About this task | Restate the lines word for word, from the first line of the records through the line containing "Annotate each instance of the small". Leave out the pictures and anything after that line.

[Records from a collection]
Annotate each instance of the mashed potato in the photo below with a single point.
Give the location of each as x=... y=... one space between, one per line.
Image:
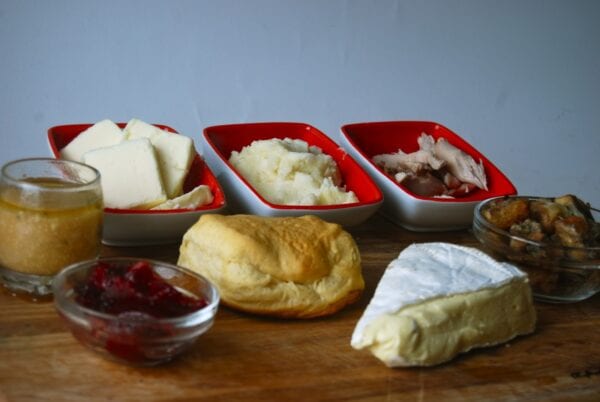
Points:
x=291 y=172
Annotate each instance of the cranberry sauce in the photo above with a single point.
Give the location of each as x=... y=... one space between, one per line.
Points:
x=136 y=287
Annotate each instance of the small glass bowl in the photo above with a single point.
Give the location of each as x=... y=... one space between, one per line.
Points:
x=557 y=273
x=135 y=338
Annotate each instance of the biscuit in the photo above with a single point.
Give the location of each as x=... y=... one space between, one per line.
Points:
x=289 y=267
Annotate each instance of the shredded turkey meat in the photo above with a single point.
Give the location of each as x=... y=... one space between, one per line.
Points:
x=437 y=169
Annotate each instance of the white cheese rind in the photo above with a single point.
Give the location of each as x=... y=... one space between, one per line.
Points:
x=175 y=153
x=102 y=134
x=437 y=300
x=129 y=174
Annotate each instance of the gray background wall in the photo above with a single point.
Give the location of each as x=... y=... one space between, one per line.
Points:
x=518 y=79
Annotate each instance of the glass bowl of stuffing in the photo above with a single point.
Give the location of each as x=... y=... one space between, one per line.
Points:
x=556 y=240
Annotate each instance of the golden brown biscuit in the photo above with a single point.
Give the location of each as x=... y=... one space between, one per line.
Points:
x=286 y=267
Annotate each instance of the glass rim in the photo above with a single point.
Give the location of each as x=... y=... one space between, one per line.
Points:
x=77 y=186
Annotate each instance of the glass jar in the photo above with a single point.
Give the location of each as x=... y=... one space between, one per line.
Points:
x=50 y=217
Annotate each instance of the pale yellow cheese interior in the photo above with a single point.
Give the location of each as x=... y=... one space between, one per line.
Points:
x=438 y=329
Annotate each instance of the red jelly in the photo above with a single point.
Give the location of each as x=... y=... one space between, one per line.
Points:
x=116 y=289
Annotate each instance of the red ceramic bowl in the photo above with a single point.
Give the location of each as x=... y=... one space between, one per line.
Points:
x=127 y=227
x=225 y=139
x=365 y=140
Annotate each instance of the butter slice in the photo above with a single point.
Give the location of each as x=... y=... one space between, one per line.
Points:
x=102 y=134
x=200 y=195
x=174 y=152
x=129 y=174
x=437 y=300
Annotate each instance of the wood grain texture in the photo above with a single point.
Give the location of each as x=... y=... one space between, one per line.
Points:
x=245 y=357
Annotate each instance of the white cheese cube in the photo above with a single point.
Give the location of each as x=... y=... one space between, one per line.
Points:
x=200 y=195
x=174 y=151
x=102 y=134
x=129 y=174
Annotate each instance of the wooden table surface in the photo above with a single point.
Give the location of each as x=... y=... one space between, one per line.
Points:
x=245 y=357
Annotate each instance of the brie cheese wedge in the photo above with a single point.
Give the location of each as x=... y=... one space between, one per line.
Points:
x=437 y=300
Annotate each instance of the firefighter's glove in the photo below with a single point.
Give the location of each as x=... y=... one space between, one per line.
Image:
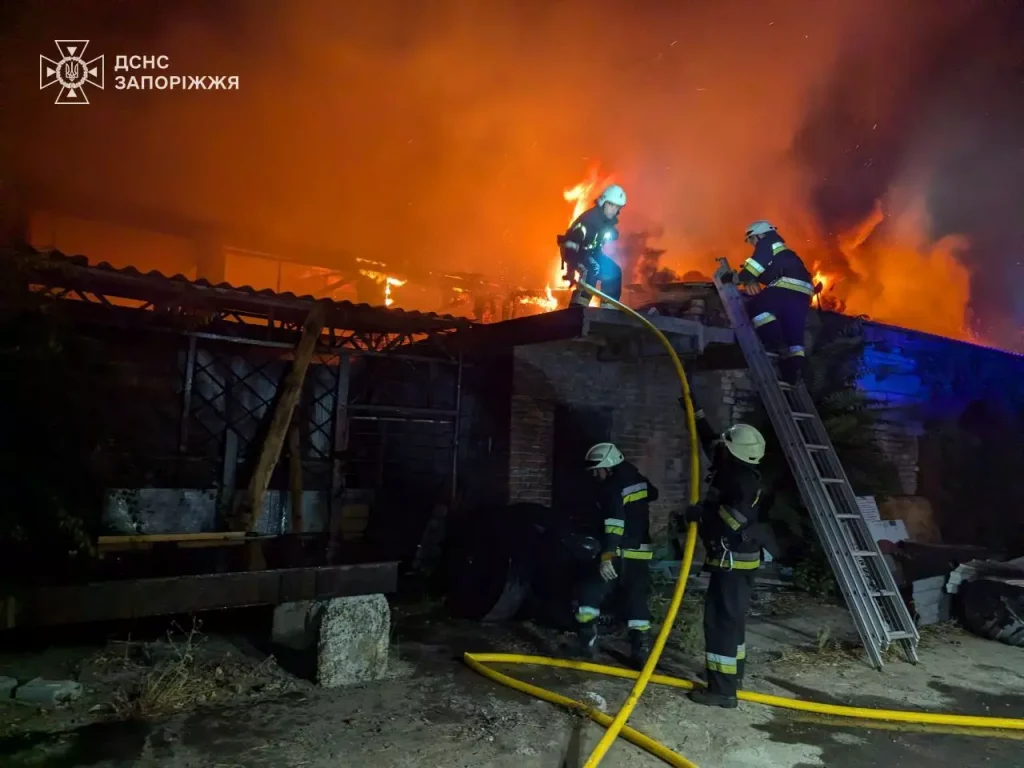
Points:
x=607 y=569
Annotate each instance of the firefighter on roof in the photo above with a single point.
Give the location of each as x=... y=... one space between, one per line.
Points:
x=582 y=244
x=779 y=310
x=729 y=528
x=624 y=495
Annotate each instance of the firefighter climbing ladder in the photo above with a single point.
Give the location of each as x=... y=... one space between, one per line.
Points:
x=860 y=569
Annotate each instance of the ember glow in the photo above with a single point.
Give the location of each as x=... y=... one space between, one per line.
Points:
x=712 y=115
x=383 y=280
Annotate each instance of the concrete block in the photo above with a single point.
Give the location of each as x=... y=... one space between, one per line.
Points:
x=354 y=636
x=39 y=692
x=7 y=685
x=296 y=625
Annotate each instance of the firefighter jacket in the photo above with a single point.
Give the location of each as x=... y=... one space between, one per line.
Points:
x=729 y=525
x=775 y=265
x=624 y=497
x=587 y=235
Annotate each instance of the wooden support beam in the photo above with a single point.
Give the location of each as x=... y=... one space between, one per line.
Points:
x=295 y=476
x=288 y=397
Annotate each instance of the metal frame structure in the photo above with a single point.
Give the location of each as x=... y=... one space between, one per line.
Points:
x=238 y=342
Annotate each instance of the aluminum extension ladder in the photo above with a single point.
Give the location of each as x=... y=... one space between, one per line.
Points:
x=863 y=576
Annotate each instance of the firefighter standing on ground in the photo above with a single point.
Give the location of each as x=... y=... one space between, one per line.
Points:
x=624 y=496
x=727 y=520
x=779 y=311
x=582 y=244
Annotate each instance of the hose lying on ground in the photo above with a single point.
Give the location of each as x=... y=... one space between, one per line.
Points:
x=616 y=725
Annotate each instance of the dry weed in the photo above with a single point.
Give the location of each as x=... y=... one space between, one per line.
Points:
x=173 y=683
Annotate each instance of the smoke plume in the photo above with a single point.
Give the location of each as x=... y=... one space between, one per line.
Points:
x=443 y=133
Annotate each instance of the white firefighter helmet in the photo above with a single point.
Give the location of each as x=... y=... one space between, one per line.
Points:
x=604 y=456
x=744 y=442
x=758 y=228
x=614 y=195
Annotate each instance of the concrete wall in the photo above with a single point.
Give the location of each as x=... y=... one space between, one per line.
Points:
x=647 y=423
x=923 y=382
x=953 y=428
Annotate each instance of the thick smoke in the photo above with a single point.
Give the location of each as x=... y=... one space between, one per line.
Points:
x=443 y=133
x=943 y=131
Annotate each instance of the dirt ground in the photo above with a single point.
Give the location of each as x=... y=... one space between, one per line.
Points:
x=217 y=701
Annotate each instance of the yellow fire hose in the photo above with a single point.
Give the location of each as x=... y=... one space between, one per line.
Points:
x=616 y=725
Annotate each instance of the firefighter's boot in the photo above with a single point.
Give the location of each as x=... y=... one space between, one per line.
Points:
x=587 y=635
x=639 y=648
x=707 y=698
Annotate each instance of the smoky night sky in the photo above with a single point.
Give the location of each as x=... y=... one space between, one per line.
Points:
x=444 y=132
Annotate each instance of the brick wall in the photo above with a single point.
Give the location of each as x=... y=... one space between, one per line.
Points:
x=647 y=422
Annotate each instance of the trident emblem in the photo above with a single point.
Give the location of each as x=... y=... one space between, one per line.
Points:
x=72 y=72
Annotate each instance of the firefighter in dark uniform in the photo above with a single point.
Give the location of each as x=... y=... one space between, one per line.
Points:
x=581 y=246
x=624 y=496
x=727 y=520
x=779 y=310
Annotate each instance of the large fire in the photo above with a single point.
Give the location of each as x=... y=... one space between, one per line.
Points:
x=885 y=267
x=582 y=197
x=383 y=280
x=894 y=274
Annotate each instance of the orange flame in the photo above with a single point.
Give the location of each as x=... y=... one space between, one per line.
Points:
x=899 y=276
x=548 y=302
x=385 y=281
x=582 y=197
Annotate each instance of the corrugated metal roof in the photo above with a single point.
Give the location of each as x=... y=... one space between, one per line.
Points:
x=180 y=281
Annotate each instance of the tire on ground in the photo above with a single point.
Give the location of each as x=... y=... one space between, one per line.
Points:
x=993 y=609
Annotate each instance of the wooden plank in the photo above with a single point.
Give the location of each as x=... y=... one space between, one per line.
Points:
x=288 y=397
x=154 y=538
x=49 y=606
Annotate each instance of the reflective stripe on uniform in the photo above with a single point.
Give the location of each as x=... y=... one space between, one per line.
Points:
x=734 y=561
x=731 y=517
x=718 y=663
x=643 y=552
x=754 y=267
x=635 y=493
x=614 y=525
x=794 y=285
x=586 y=613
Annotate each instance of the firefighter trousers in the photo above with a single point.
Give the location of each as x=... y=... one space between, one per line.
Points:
x=608 y=272
x=634 y=586
x=779 y=316
x=726 y=602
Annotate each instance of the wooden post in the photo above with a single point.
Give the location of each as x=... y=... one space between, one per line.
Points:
x=291 y=389
x=295 y=476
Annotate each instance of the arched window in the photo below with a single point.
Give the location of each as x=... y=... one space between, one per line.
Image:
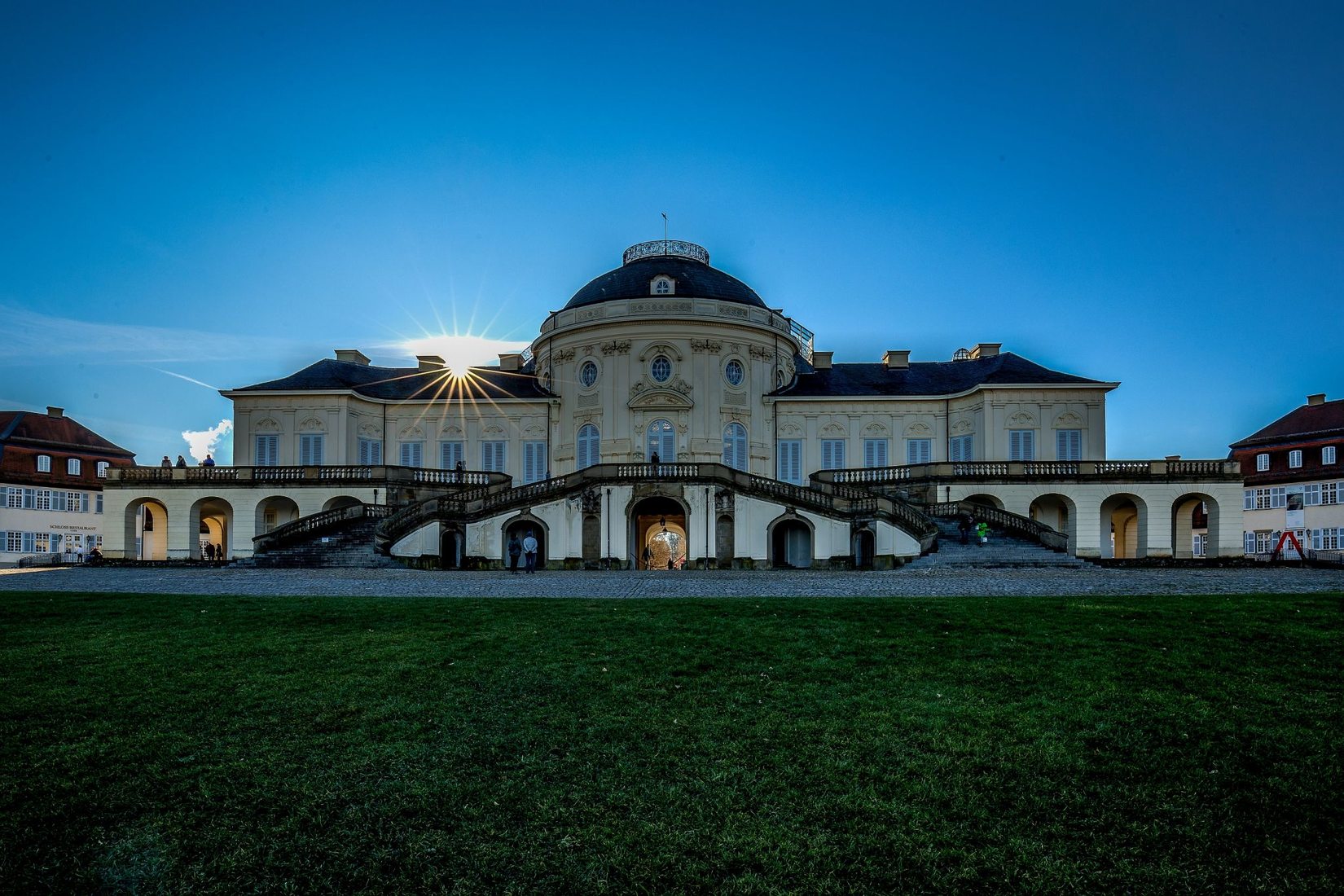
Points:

Answer section |
Annotate each instance of the mashed potato in the photo below with a single point.
Give the location of each as x=... y=... one space between, one per line.
Image:
Points:
x=291 y=172
Annotate each instance of the cranberry sauce in the photo above with a single point.
Give the location of each as x=... y=... one space between, one per line.
Points:
x=136 y=287
Annotate each instance of the small glass bowl in the photo above with a single point.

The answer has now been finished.